YOUR TASK>
Extend the text on special cluster node use with new sentences that follow its final sentence.

PASSAGE PROVIDED>
————
Special use

Our cluster combines various hardware resources from multiple universities and other organizations. By default you can only use the production nodes (see the resources page of the portal).

You can only tolerate nodes mentioned on this page. All other tolerations can be used only after explicit permission from admins.

If your project is related to one of these persons:

Ken Kreutz-Delgado Tajana Simunic Rosing Amit K. Roy Chowdhury Walid Najjar
Nikil Dutt Trevor Darrell Lise Getoor Anshul Kundaje
Gary Cottrell Frank Wuerthwein Hao Su Dinesh Bharadia
YangQuan Chen Jeff Krichmar Charless Fowlkes Padhraic Smyth
James Demmel Yisong Yue Shawfeng Dong Rajesh Gupta
Todd Hylton Falko Kuester Jurgen Schulze Arun Kumar
Ron Dror Ravi Ramamoorthi John Sheppard Nuno Vasconcelos
Ramakrishna Akella Manmohan Chandraker Baris Aksanli Dimitris Achlioptas
Ilkay Altintas Brad Smith Christopher Paolini Jerry Sheehan

, which means you’ve specified the person as a PI in the namespace description, it will also be assigned to nodes tainted as Chase-CI (“chaseci”). This will give you more GPU nodes and shorter wait time.
————
(Collected data)
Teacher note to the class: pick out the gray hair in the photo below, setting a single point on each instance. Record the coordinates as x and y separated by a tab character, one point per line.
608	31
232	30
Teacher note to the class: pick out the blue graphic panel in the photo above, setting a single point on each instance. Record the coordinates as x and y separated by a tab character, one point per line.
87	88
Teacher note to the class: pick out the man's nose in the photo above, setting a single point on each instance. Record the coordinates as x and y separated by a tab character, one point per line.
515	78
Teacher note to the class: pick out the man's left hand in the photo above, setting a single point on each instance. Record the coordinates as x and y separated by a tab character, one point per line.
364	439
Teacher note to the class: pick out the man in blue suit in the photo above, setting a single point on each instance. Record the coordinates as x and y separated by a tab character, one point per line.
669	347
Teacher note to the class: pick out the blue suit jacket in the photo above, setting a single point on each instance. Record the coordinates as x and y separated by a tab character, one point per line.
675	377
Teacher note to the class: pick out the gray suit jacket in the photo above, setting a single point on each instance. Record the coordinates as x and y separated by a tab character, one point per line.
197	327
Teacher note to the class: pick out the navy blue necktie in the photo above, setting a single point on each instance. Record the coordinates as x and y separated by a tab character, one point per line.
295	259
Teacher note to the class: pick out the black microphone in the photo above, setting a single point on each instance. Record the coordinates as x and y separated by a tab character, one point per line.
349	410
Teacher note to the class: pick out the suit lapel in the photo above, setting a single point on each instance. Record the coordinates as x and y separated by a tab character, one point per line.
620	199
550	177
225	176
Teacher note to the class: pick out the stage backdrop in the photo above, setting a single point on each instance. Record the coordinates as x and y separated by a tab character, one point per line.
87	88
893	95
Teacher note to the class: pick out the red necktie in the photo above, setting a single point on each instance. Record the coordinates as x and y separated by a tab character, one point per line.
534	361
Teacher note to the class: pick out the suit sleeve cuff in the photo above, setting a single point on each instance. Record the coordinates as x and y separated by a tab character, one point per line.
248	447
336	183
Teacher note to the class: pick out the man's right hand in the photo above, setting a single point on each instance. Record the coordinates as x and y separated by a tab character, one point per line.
————
ANSWER BOX>
In addition, there are GPU nodes attached to our cluster from two video rooms:

room nodes GPU type used as general pool
UCSD Suncave 34 2 x 1080 or 2 x 1080Ti no
UCMerced Wave 10 2 x 1080 no

Because these nodes can be used for demos at anytime, any job running on those can be cancelled without any warning. If you’re fine with this, you can use those by adding the corresponding toleration to your job:

spec:
  tolerations:
  - key: "nautilus.io/suncave"
    operator: "Exists"
    effect: "NoSchedule"
  - key: "nautilus.io/wave"
    operator: "Exists"
    effect: "NoSchedule"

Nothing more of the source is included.